** Excerpted passage follows **

Why? Because lawmakers have kids. Because lawmakers are business owners and community members who understand the value of an educated populace. And they understand that well-paid, well-treated teachers are happier in their jobs and thereby more effective. What lawmakers aren't so good at is standing up to the WEA. They must be afraid of the union and the thousands of votes it influences with its relentless misinformation campaigns and vilifications of all things Republican or conservative. That leaves Washington educators stuck with union dues as a condition of employment.
The WEA should go voluntary voluntarily. That's one way to keep itself out of court. But instead, it continues to put itself above workers it claims to represent. Consider its effort this year to see House Bill 2079 passed. The bill attempted to mitigate a U.S. Supreme Court ruling against the WEA and allow the union more leeway with educators' dues. The bill was signed by Gregoire, who should be ashamed of her approval. It's a reversal. When she was attorney general she stood against such practices, siding with free speech rights and the vast majority of voters who in 1992 voted for Initiative 134 - the protective measure that has been challenged in the courts, the protective measure vindicated by all nine U.S. Supreme Court justices, the protective measure the union continues to defy.
Elizabeth Hovde 's column of personal opinion appears on the Other Opinions page each Thursday. Reach her at ehovde@earthlink.net
Ping!
Thank you, Mark Levin.
It should be a nation wide law making it illegal for unions to donate money or otherwise get involved in ANY political campaigning PERIOD.
Union dues belong to it's members, and should be used for member benefits as was the origional idea. It could be put to much better use, such as cheaper group medical insurance, tuition grants for union members children, pension top ups, etc etc.
Instead, they spend hundreds of millions propping up corrupt democrats in hopes of robbing the treasury for member benefits, which they'll pay for through higher taxes anyways.
Unions and their retarded Marxist idiology just can't seem to grasp the unworkable vicious cirle their beliefs creatre, which always ends in mass murder by a Stalin or Hitler who comes along eventually to wipe the slate clean and start it all over again.
Of course, now the law is the problem, in the WEA's view. There is a veto-proof majority of Rats in the WA State Legislature, all they gotta do is pull the strings there.
No big deal, they do it all the time.
Agree completely. Unions should not be involved in politics but crooked politicians and unions would have a hard time surviving without each other.
I like your tag line.
Yes, Ms. Hovde writes great columns, IMO.
The control the Rats have in our legislature is sickening, they don’t even attempt to disguise their partisanship any longer.
Thanks! I took it from another FReeper who used it as a post on a shamnesty thread!
Note: I am not going to be around much, if at all, until July 4th. Traveling with little opportunity for Internet.
Say WA? Evergreen State ping
FReepmail sionnsar if you want on or off this ping list.
Ping sionnsar if you see a Washington state related thread.
Good news :
The U.S. Supreme Court on Thursday upheld Washingtons voter-approved campaign-finance law in a long-running dispute about the state teachers unions use of nonmembers fees for political purposes.

** End of Excerpted passage **

Things to do.
a – Copy the stretch of the passage about the WEA from "Yes, Ms. Hovde" through "state related thread.", word for word.
b – Answer these questions from the passage about the WEA:
(i) In what year did voters approve Initiative 134?
(ii) On which day of the week does Elizabeth Hovde's column appear?
(iii) What bill did the WEA try to get passed this year?

** Extracted entries follows **

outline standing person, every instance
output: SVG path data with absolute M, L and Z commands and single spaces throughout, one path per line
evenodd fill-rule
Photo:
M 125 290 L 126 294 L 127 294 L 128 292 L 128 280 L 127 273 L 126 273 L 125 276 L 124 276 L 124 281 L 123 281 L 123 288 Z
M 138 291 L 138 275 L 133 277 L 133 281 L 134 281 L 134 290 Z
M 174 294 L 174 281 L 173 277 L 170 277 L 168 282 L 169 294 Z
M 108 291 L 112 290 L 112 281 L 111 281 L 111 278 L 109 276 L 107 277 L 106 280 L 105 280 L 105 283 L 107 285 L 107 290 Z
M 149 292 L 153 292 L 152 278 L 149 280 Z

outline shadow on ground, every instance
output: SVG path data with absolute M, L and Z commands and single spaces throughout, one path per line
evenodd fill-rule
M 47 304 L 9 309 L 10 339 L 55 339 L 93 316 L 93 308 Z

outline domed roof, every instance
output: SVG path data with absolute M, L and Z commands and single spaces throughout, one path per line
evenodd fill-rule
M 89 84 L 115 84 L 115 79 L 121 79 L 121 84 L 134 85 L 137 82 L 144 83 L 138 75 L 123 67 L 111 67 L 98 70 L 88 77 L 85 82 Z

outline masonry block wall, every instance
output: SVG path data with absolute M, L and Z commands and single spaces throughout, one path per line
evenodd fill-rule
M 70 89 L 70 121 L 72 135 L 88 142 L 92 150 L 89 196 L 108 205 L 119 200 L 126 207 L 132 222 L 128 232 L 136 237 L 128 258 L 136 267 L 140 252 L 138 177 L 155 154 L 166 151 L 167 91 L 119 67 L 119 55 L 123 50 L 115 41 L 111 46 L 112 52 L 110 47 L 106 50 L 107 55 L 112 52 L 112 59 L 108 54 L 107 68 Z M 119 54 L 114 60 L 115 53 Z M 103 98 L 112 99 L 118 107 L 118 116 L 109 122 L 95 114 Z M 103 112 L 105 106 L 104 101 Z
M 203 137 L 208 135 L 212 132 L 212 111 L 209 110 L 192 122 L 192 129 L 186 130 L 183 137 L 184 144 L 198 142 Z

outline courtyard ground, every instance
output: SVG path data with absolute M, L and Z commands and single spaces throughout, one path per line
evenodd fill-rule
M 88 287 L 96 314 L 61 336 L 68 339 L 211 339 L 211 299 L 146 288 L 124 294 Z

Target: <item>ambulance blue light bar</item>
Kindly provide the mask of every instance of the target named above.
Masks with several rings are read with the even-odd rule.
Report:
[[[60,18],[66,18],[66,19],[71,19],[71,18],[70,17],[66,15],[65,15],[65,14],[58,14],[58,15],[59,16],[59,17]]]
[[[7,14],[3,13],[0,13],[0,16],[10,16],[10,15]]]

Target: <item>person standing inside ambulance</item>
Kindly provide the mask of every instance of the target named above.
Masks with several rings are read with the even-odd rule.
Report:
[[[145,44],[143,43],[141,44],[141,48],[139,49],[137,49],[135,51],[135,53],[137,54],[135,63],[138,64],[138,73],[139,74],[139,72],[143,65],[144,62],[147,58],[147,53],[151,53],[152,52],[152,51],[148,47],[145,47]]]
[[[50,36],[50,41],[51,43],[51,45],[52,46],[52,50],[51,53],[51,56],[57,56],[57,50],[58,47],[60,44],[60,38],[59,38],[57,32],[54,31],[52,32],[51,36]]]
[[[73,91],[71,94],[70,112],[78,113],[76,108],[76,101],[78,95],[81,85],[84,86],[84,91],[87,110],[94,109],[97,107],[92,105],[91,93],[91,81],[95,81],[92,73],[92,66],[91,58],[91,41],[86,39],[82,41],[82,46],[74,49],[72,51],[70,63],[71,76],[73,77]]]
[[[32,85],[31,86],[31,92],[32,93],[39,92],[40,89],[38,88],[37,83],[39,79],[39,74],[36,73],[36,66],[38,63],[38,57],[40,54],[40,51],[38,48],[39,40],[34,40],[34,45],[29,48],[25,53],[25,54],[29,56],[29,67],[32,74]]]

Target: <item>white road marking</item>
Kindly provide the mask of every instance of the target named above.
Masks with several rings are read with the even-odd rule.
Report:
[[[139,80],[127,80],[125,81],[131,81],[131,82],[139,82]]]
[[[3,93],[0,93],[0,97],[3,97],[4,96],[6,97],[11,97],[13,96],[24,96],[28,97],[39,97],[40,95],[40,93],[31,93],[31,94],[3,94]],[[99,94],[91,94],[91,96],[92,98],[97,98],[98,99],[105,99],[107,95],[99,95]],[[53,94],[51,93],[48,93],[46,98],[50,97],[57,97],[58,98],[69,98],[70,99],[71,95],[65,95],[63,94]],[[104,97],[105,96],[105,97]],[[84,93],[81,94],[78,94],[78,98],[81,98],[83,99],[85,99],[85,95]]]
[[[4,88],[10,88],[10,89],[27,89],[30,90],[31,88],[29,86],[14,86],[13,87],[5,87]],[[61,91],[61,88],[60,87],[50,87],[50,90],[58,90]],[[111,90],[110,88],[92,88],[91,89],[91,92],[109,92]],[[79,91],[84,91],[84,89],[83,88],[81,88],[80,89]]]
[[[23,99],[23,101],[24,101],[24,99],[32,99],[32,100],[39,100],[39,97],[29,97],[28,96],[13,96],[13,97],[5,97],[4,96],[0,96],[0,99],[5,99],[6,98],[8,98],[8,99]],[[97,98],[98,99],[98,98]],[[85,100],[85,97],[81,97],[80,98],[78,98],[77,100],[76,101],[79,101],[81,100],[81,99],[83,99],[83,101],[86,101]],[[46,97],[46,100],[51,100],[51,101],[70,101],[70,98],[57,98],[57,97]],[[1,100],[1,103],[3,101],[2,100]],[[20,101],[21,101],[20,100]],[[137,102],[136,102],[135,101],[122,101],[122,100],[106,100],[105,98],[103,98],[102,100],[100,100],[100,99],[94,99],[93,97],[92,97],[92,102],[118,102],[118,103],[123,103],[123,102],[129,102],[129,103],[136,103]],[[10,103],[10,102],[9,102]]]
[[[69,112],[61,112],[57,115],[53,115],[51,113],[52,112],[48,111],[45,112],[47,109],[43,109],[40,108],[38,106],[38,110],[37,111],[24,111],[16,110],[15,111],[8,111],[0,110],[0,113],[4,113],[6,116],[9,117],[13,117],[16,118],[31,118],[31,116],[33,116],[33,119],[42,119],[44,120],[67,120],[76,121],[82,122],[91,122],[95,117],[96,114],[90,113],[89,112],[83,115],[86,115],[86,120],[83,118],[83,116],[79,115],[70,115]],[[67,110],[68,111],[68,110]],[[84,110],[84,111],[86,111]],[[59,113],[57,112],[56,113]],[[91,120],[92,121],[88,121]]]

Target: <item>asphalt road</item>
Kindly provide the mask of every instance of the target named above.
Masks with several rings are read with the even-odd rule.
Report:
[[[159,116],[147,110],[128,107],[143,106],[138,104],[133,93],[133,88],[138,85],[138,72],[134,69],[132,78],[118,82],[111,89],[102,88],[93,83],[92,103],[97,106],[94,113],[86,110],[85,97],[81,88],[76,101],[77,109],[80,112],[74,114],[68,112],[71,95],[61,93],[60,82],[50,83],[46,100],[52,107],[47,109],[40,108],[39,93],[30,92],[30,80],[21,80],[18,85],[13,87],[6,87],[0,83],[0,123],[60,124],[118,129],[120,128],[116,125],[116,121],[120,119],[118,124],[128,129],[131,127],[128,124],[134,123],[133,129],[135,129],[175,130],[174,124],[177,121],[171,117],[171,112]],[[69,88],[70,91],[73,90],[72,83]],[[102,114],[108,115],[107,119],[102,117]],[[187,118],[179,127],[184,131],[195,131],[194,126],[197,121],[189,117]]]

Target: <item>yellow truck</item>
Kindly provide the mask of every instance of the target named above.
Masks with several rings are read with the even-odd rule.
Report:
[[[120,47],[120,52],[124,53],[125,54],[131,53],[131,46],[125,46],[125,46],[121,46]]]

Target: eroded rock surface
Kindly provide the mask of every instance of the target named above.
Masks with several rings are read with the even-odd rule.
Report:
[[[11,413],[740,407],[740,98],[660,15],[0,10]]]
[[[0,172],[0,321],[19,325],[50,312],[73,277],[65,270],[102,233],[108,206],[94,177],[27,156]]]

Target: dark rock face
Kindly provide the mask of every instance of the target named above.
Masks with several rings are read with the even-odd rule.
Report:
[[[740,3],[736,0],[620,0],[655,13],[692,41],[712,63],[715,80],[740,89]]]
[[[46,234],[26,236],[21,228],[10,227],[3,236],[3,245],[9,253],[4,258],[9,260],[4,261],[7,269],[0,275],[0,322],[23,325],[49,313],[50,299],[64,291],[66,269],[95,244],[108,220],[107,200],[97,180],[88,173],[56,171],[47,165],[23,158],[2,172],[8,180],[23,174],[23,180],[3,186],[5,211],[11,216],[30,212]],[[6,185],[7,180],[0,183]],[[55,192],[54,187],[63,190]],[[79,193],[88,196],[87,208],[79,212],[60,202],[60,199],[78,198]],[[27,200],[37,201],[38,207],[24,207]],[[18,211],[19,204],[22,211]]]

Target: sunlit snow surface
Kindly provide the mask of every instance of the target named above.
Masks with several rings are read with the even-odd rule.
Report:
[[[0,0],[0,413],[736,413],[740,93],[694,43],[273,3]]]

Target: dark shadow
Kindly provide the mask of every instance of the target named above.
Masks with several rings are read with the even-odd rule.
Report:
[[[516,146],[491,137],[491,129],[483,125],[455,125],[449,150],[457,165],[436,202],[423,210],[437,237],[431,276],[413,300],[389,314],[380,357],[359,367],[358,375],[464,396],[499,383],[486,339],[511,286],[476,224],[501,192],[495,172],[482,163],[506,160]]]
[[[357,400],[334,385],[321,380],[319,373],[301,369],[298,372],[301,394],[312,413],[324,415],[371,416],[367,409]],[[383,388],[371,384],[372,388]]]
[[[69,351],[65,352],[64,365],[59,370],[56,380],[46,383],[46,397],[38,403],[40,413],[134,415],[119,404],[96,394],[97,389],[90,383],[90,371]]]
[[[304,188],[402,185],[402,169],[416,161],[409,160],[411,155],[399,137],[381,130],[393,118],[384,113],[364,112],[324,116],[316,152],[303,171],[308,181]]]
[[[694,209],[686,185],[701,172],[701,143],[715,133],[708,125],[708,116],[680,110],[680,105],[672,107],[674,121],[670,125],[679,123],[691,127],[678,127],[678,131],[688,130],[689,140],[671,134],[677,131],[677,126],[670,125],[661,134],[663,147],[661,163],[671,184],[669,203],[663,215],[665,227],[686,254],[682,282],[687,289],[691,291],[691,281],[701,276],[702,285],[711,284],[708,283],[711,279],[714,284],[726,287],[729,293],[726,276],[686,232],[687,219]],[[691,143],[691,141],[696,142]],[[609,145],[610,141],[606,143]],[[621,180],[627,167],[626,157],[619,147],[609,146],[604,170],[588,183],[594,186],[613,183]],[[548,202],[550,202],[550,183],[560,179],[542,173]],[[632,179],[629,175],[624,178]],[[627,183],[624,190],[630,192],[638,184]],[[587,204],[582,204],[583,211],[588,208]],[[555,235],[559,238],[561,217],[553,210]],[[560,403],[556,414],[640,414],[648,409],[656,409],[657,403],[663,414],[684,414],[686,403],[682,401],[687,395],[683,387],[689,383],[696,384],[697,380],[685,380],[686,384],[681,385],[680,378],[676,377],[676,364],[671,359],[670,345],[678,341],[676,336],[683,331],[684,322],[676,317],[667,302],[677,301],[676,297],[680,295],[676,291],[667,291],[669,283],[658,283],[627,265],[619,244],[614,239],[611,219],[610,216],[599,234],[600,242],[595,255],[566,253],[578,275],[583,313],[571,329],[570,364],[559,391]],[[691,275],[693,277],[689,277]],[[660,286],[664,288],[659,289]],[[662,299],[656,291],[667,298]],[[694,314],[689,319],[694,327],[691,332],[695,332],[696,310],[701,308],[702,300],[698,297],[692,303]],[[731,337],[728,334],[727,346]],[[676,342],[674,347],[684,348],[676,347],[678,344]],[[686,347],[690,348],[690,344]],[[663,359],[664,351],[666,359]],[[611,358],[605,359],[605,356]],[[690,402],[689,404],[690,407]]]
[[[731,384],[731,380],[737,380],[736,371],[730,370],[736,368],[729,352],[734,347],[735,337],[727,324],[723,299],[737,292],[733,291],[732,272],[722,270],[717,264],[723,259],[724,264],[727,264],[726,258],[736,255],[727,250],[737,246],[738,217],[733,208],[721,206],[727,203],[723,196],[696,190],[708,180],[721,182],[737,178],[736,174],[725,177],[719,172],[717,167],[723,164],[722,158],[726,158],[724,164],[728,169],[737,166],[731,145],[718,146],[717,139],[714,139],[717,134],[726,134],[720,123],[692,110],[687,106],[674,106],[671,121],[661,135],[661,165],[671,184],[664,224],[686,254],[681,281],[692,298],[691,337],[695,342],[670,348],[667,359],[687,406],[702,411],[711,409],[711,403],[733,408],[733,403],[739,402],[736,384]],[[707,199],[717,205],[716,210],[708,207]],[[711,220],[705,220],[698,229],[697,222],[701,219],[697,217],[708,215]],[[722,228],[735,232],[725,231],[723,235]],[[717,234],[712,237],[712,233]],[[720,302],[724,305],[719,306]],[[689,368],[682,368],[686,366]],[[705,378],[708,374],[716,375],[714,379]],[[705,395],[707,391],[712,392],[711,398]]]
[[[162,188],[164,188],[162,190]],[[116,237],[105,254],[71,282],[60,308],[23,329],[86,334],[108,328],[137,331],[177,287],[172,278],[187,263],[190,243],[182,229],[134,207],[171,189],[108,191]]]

** End of Extracted entries **

Answers for each item.
a –
Yes, Ms. Hovde writes great columns, IMO.
The control the Rats have in our legislature is sickening, they don’t even attempt to disguise their partisanship any longer.
Thanks! I took it from another FReeper who used it as a post on a shamnesty thread!
Note: I am not going to be around much, if at all, until July 4th. Traveling with little opportunity for Internet.
Say WA? Evergreen State ping
FReepmail sionnsar if you want on or off this ping list.
Ping sionnsar if you see a Washington state related thread.

b –
(i) 1992
(ii) Thursday
(iii) House Bill 2079